## SEITENTEXT
============
Wir haben nun alle Informationen beisammen, um uns nun der tatsächlichen Struktur der DNA zuzuwenden.
Die Doppelhelix
Ein wenig Wissenschaftsgeschichte
Zu Beginn der 1950er Jahre kam es im Cavendish-Laboratorium der Universität Camebrigde zu der schicksalshaften Begegnung zweier Männer, die eine der wichtigsten wissenschaftlichen Entdeckungen des 20. Jahrhunderts machen sollten: die Entschlüsselung der DNA-Struktur. Francis Crick, ein Physiker, der sich mit Röntgenkristallographie biologischer Moleküle beschäftigte und der Biologe James Watson machten es sich zum Ziel die Struktur der DNA zu entschlüsseln, wobei ihnen der Einfluss dieser möglichen Entdeckung bereits damals bewusst war. Auf der Grundlage experimenteller Arbeiten von Rosalinde Franklin und Maurice Wilkins, welche die DNA strukturell untersuchten, schafften es Francis und Crick 1953 durch fieberhaftes Rätseln die Doppelhelix-Struktur der DNA theoretisch zu entschlüsseln. Dies brachte ihnen und Maurice Wilkins 1962 den Nobelpreis für Medizin ein. Rosalinde Franklin war zu diesem Zeitpunkt bereits verstorben, sodass sie nicht an dieser Ehrung beteiligt werden konnte.
Die Doppelhelix-Struktur
- Zwei komplementäre Nucleinsäuren bilden die Doppelhelix aus.
- Die Doppelhelix wird durch die Wasserstoffbrückenbindungen zwischen den Basenpaaren der Nucleobasen zusammengehalten.
- Das Gerüst der DNA bilden die über Phosphatesterbrücken verbundenen Pentose-Baueinheiten in Form der 2‘-Desoxyribose.
============
## Daten zur Objektverortung in natürlicher Sprache
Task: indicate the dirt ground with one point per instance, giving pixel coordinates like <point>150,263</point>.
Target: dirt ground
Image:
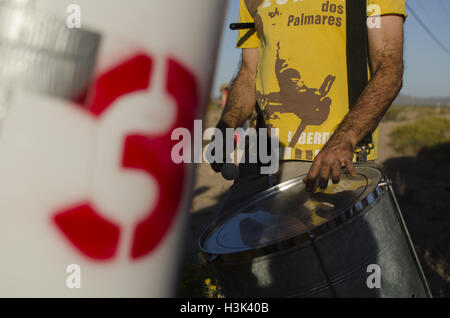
<point>423,191</point>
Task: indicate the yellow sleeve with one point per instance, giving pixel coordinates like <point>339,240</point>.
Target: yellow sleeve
<point>383,7</point>
<point>246,17</point>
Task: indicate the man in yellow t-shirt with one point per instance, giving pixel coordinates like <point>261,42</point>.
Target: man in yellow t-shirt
<point>294,66</point>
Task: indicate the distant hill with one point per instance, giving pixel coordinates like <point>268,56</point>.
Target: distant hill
<point>422,101</point>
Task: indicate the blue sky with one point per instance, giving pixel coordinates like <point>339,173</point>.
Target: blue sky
<point>427,71</point>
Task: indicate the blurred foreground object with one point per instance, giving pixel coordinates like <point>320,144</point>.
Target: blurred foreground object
<point>89,196</point>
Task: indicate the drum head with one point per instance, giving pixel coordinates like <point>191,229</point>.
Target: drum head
<point>286,211</point>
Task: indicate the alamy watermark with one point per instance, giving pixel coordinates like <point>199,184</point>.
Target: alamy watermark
<point>238,145</point>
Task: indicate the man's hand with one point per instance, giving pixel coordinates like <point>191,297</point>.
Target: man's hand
<point>241,99</point>
<point>336,154</point>
<point>386,65</point>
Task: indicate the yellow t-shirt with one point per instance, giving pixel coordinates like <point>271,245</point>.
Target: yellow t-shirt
<point>301,83</point>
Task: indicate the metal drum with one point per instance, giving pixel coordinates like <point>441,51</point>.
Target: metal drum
<point>338,242</point>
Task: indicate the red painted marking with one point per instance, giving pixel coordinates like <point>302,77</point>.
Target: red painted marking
<point>95,236</point>
<point>150,154</point>
<point>153,155</point>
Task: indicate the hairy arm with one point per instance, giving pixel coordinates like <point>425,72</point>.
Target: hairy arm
<point>386,61</point>
<point>386,66</point>
<point>241,98</point>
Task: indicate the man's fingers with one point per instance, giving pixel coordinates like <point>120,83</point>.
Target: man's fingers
<point>310,179</point>
<point>324,174</point>
<point>336,171</point>
<point>350,167</point>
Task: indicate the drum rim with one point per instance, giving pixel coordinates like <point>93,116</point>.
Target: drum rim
<point>357,208</point>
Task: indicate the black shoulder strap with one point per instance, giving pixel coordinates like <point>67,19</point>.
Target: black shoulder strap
<point>357,52</point>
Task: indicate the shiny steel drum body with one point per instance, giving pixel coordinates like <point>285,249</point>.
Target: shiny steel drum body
<point>256,252</point>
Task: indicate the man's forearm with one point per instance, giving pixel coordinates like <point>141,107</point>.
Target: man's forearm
<point>241,100</point>
<point>372,105</point>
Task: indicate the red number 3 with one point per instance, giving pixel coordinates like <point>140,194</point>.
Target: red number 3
<point>91,233</point>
============
## AUFGABENSTELLUNG
(A) In welchem Jahr erhielten Watson, Crick und Wilkins laut dem Text zur DNA-Struktur den Nobelpreis für Medizin?
(B) Setze den Text zur DNA-Struktur nach seinem letzten Satz fort.
Die Zeilen braucht man hier nicht.

## ERGEBNISSE IN REIHENFOLGE
(A) 1962

(B)
- Die Nucleobasen stehen im Bezug auf die Doppelhelix ins innere der Struktur.
- Die Nucleotidsequenz, genauer die Sequenz der Nucleobasen, der Nucleinsäuren codiert die Erbinformationen eines Organismus.
Zusammenfassung
- Nucleinsäuren sind neben Kohlenhydraten und Proteinen die dritte wichtige Gruppe der Biopolymere.
- Nucleinsäuren werden in Desoxyribonucleinsäure (DNA) und Ribonucleinsäure (RNA) unterschieden.
- Aus dem Englischen stammen die Begriffe DNA (desoxyribonucleic acid) und RNA (ribonucleic acid).
- Aus dem Deutschen stammen die Begriffe DNS (Desoxyribonucleinsäure) und RNS (Ribonucleinsäure).
- Die Monomere der Nucleinsäuren sind die Nucleotide.
- Nucleotide bestehen aus drei Bestandteilen: einem Phosphatrest, einer Pentose und einer Nucleobase.
- In DNA nimmt 2‘-Desoxyribose die Rolle der Pentose im Nucleotid ein, im Fall der RNA ist es Ribose.
- Die Grundbausteine der Nucleobasen sind die Stickstoffheterozyklen Pyrimidin und Purin.
- Es existieren fünf Nucleobasen: Adenin, Thymin, Guanin, Cytosin und Uracil.
- Uracil ersetzt Thymin in der RNA.
- In Nucleinsäuren sind die Nucleotide durch Phosphatesterbrücken über das C-3‘- und C-5‘-Atom verknüpft.
- Nucleobasen bilden die Basenpaare: Adenin - Thymin und Guanin - Cytosin.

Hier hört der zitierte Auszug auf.